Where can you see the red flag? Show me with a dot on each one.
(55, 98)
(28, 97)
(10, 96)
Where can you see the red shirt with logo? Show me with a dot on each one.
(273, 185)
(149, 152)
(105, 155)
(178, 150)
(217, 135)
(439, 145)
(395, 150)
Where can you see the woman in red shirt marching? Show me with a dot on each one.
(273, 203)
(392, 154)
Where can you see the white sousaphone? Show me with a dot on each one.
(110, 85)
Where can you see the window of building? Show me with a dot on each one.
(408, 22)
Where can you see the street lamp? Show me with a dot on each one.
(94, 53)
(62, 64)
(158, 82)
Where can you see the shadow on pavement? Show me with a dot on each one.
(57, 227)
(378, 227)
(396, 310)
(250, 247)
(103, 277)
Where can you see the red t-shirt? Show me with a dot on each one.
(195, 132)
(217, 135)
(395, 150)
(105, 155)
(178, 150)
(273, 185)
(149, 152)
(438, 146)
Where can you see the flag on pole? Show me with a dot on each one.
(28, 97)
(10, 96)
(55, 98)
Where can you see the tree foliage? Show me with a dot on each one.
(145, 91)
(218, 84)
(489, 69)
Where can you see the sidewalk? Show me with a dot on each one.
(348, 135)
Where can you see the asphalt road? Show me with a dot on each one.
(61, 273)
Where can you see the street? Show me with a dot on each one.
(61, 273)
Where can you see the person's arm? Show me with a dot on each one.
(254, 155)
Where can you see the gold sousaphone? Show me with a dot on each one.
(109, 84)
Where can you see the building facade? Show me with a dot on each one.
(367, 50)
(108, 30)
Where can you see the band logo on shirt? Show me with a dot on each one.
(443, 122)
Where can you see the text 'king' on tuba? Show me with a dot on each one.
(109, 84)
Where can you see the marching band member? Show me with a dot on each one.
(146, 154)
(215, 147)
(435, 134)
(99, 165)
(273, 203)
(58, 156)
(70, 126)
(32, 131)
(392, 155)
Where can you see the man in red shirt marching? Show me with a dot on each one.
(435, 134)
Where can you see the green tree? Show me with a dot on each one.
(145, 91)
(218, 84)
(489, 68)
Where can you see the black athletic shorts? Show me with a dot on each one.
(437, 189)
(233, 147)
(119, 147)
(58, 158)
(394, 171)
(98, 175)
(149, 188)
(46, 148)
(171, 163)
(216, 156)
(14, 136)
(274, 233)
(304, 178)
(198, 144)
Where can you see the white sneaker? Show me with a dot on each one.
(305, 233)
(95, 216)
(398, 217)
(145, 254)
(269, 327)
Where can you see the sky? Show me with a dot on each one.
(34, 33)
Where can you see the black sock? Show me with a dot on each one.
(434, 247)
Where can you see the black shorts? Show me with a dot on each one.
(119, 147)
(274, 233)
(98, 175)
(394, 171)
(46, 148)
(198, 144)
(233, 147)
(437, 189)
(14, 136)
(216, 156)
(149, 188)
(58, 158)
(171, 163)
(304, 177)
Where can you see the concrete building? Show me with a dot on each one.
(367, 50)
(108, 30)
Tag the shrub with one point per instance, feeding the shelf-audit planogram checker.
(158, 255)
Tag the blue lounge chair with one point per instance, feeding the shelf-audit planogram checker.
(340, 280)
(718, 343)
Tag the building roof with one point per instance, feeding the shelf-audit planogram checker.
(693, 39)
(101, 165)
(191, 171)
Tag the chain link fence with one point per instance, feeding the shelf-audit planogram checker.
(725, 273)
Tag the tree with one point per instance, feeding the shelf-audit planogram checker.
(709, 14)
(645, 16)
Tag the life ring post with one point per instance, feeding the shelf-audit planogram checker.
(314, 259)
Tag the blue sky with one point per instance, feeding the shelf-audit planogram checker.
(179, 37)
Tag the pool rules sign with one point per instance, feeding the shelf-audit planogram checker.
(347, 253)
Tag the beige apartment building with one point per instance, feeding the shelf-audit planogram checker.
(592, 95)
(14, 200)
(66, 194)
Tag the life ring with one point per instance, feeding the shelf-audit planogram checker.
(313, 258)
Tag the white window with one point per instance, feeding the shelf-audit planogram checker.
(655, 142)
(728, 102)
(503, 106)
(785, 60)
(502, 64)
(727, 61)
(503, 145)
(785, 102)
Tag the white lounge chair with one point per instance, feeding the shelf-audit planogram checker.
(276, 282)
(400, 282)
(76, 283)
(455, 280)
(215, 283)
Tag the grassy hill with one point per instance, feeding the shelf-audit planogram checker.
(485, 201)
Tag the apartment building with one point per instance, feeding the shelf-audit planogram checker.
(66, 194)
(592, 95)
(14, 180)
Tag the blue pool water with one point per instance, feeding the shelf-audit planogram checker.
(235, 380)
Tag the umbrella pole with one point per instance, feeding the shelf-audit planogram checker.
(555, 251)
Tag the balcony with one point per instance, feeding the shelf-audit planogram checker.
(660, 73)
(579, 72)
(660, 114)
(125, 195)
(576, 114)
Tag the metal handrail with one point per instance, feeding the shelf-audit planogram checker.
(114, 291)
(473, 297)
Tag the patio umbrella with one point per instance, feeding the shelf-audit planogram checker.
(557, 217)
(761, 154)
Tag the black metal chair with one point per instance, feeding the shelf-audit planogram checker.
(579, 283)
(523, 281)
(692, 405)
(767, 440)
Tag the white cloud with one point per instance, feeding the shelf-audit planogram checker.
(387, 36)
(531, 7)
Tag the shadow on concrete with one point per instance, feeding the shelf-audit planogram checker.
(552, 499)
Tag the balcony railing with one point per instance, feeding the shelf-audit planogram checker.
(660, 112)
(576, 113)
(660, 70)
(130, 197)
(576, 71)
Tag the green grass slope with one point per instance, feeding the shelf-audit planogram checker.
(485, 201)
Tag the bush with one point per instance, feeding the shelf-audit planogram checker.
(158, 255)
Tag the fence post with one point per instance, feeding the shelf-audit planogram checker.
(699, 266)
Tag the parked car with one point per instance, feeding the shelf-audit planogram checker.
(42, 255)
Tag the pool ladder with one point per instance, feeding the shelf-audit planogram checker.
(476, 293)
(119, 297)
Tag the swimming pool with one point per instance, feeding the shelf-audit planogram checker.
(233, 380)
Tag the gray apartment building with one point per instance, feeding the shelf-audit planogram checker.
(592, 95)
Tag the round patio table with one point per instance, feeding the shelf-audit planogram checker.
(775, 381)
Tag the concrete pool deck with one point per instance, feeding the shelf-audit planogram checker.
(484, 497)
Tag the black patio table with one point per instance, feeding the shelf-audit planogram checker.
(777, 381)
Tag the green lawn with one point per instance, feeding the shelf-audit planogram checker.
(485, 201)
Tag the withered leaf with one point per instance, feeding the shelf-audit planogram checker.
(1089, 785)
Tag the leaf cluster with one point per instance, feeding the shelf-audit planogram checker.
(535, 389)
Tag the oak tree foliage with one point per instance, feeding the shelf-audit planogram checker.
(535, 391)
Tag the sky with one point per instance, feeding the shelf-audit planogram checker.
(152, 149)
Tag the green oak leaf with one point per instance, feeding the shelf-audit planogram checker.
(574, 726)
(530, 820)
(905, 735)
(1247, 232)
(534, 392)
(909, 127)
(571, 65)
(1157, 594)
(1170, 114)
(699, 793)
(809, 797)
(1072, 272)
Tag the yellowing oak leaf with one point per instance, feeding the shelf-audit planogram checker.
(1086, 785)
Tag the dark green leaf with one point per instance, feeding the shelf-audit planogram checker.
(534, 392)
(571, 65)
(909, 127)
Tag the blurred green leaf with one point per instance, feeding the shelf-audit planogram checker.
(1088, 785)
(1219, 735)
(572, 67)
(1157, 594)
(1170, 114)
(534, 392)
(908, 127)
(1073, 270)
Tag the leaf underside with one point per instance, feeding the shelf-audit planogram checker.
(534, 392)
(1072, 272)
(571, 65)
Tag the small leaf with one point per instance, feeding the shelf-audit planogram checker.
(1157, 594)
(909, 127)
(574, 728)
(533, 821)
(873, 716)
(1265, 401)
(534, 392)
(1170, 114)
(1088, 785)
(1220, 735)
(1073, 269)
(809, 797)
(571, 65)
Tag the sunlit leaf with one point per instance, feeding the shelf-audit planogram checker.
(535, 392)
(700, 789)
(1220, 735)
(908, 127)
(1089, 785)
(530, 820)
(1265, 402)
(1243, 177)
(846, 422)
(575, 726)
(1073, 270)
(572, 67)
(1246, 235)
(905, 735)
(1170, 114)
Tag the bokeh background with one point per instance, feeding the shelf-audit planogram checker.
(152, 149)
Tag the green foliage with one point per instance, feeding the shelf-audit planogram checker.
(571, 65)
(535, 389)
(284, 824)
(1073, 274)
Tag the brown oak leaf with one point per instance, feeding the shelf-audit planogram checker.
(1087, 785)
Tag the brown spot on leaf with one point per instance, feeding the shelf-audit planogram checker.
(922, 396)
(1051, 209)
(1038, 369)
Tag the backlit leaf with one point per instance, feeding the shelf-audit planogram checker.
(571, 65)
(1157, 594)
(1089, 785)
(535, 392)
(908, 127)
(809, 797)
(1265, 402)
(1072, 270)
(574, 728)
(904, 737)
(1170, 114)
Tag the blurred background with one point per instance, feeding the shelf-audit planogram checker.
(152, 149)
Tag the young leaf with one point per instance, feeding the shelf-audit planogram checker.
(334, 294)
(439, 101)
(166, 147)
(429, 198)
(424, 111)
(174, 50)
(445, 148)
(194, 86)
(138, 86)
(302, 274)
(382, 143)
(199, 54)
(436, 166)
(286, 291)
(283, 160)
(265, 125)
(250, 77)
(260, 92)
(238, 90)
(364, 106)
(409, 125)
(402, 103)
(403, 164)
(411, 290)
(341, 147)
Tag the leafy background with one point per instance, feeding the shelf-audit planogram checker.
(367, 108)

__Your goal__
Copy out, word for word, the lines of the items above from the one containing "Tag the backlit" through the final line, including both.

__Problem solution__
Tag the backlit leaf with one point per instance, feeding the shelf-audit planogram checker.
(571, 65)
(1157, 594)
(1089, 785)
(535, 392)
(908, 127)
(809, 797)
(1265, 402)
(1072, 270)
(574, 728)
(904, 737)
(1170, 114)
Tag the blurred background with one point per instance, feeding the shelf-audit planogram checker.
(152, 149)
Tag the young leaf with one point per instance, feeding the shelf-audit planogram checker.
(334, 294)
(439, 101)
(166, 147)
(429, 198)
(424, 111)
(174, 50)
(445, 148)
(194, 86)
(138, 86)
(302, 274)
(382, 143)
(199, 54)
(436, 166)
(286, 291)
(283, 160)
(265, 125)
(250, 77)
(260, 92)
(238, 90)
(364, 106)
(409, 125)
(402, 103)
(403, 164)
(411, 290)
(341, 147)
Tag the leafy background with one point per instance, feeding the shelf-audit planogram checker.
(367, 108)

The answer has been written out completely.